Introduction
The aim of this article is to provide the reader a walkthrough on how to set up a Hadoop 2.7.1 in Pseudo Distributed Mode (= Single Node Cluster) on Ubuntu 14.04. The article does not provide Hadoop basics (e.g. what is a NameNode; what is a DataNode, what is HDFS, etc.). Ok, let’s go.
Installation walkthrough
1) First of all – if it’s not already installed – install JDK 7:
root@roadrunner:/home/edi# apt-get install openjdk-7-jre-headless
2) Create a user called hadoop:
root@roadrunner:/home/edi# adduser hadoop Adding user `hadoop' ... Adding new group `hadoop' (1001) ... Adding new user `hadoop' (1001) with group `hadoop' ... Creating home directory `/home/hadoop' ... …. root@roadrunner:/home/edi#
3) Add user hadoop to sudo group:
root@roadrunner:/home/edi# adduser hadoop sudo Adding user `hadoop' to group `sudo' ... Adding user hadoop to group sudo Done. root@roadrunner:/home/edi#
4) Switch to user hadoop:
root@roadrunner:/home/edi# su hadoop hadoop@roadrunner:/home/edi$ cd ~ hadoop@roadrunner:~$
5) Download and unpack hadoop framework:
hadoop@roadrunner:~$ wget http://www.us.apache.org/dist/hadoop/common/stable2/hadoop-2.7.1.tar.gz hadoop@roadrunner:~$ tar -zxf hadoop-2.7.1.tar.gz
6) Move unpacked framework to /user/local/:
hadoop@roadrunner:~$ sudo mv hadoop-2.7.1 /usr/local/ [sudo] password for hadoop: hadoop@roadrunner:~$
7) Find out your Java home location as you will need it in next step.

> **Excerpted records**
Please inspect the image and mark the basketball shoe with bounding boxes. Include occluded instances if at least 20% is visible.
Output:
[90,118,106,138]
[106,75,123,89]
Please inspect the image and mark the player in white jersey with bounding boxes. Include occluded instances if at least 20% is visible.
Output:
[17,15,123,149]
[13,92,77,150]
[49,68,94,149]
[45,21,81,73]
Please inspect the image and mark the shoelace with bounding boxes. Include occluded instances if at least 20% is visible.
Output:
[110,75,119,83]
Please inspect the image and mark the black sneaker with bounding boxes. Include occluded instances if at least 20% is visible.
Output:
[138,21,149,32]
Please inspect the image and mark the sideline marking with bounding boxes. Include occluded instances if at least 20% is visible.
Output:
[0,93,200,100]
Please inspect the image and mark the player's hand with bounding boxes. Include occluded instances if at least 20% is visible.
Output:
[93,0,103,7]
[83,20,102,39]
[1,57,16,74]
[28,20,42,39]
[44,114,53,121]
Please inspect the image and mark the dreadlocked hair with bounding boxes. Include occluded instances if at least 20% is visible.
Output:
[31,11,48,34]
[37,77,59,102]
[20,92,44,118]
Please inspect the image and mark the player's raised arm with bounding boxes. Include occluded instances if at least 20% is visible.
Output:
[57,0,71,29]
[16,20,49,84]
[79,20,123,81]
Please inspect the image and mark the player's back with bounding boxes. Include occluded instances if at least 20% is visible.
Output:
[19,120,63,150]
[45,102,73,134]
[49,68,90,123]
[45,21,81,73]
...
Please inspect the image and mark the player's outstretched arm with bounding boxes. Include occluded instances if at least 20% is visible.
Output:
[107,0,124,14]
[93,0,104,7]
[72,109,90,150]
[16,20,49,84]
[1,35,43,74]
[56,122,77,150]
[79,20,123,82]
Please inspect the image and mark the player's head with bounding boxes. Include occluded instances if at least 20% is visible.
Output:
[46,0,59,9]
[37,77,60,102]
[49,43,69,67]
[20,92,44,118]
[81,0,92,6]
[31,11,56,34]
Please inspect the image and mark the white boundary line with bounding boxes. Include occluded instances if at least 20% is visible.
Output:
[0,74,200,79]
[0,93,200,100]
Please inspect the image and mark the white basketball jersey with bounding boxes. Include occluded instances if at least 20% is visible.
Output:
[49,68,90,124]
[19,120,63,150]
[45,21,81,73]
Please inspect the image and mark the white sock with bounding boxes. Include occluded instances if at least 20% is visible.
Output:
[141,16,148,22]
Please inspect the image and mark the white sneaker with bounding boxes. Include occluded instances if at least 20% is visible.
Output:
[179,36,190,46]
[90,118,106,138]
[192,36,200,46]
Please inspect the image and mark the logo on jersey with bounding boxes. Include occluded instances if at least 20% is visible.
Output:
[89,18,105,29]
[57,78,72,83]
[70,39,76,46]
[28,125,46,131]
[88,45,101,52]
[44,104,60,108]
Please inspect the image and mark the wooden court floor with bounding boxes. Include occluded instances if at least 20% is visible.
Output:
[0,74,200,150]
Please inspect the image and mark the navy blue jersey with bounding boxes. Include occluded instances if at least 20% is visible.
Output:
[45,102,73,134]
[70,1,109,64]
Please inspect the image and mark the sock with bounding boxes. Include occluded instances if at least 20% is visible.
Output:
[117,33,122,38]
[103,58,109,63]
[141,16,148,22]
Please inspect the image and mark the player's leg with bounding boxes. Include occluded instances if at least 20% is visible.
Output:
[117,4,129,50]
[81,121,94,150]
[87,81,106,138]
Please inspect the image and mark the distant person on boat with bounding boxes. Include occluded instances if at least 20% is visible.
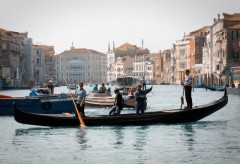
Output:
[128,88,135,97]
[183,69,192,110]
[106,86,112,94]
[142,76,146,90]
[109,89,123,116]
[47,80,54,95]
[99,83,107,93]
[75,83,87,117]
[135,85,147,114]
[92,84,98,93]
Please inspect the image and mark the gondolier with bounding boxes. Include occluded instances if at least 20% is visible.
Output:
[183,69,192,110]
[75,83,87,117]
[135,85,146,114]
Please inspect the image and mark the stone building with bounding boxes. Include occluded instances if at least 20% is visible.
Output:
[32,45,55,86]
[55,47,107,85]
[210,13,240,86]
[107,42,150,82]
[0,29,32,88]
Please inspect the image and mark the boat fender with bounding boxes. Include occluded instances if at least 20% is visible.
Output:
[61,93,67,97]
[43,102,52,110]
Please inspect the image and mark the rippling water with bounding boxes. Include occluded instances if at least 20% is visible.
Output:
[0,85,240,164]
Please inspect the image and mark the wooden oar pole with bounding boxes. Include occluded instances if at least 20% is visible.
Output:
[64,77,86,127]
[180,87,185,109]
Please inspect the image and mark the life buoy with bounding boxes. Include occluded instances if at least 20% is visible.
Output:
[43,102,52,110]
* * *
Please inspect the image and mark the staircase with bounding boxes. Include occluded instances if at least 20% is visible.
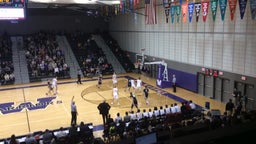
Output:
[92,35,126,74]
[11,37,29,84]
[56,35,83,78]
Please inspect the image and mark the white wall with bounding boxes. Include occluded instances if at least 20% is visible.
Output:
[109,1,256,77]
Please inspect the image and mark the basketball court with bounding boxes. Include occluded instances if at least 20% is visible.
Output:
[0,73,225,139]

> **Exercise prompt**
Write the next part of the Hadoop 2.7.1 setup walkthrough, continuing from its final step about finding the Java home location.

> **Response to this exercise**
8) Edit bashrc of user hadoop:
hadoop@roadrunner:~$ vi .bashrc
While in editor add this at the end of bashrc-configuration (please note that your JAVA_HOME location may be different from mine):
export JAVA_HOME=/usr/lib/jvm/java-7-openjdk-i386/jre export HADOOP_HOME=/usr/local/hadoop-2.7.1 export HADOOP_MAPRED_HOME=$HADOOP_HOME export HADOOP_COMMON_HOME=$HADOOP_HOME export HADOOP_HDFS_HOME=$HADOOP_HOME export YARN_HOME=$HADOOP_HOME export HADOOP_COMMON_LIB_NATIVE_DIR=$HADOOP_HOME/lib/native export PATH=$PATH:$HADOOP_HOME/sbin:$HADOOP_HOME/bin export HADOOP_INSTALL=$HADOOP_HOME
8) Open a new terminal, switch to hadoop user and check hadoop is working by executing the version command of hadoop:
edi@roadrunner:~$ su hadoop Password: hadoop@roadrunner:/home/edi$ hadoop version Hadoop 2.7.1 Subversion https://git-wip-us.apache.org/repos/asf/hadoop.git -r 15ecc87ccf4a0228f35af08fc56de536e6ce657a Compiled by jenkins on 2015-06-29T06:04Z Compiled with protoc 2.5.0 From source with checksum fc0a1a23fc1868e4d5ee7fa2b28a58a This command was run using /usr/local/hadoop-2.7.1/share/hadoop/common/hadoop-common-2.7.1.jar
Everything fine so far, ok let’s continue.
9) Set Java home in hadoop-env.sh:
hadoop@roadrunner:~$ vi $HADOOP_HOME/etc/hadoop/hadoop-env.sh
While in editor search JAVA_HOME and edit accordingly (please note that your JAVA_HOME location may be different from mine):
export JAVA_HOME=/usr/lib/jvm/java-7-openjdk-i386/jre
10) Edit core-site.xml. Hadoop will be configured to run localy on port 9000 using hdfs as default filesystem.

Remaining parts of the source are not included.